-- Data shown follows --

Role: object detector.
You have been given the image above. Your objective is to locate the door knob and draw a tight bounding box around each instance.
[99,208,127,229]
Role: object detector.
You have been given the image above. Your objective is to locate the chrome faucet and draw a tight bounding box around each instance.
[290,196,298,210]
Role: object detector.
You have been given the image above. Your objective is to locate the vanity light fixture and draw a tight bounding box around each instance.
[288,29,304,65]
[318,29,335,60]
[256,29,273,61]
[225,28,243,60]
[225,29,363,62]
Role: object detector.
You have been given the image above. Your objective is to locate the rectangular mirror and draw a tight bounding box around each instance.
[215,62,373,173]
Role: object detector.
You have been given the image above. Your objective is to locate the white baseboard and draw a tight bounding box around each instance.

-- Data shown concluded --

▶ [To do]: Every record above has to appear again, word for word.

▶ [Reply to the task]:
Role: object detector.
You have been given the image above. Your objective is to locate the door knob and draw a tight bounding box around each instance.
[99,208,127,229]
Role: object detector.
You have been given the image above. Your objective is to locate the chrome faucet and draw a tight bounding box around each instance.
[290,196,298,210]
Role: object detector.
You have been given the image above. Your objective is to locate the vanity light fixture and draw a tight bounding box around each instance.
[288,29,304,65]
[318,29,335,60]
[256,29,273,61]
[225,28,243,60]
[225,29,363,62]
Role: object detector.
You have been given the image above. Your objective is to locate the rectangular mirror and draw a tight bounding box around each instance.
[215,62,373,173]
Role: object detector.
You have been given the image above. Your objective is to locate the white baseboard and draw a tight bounding box around each instance.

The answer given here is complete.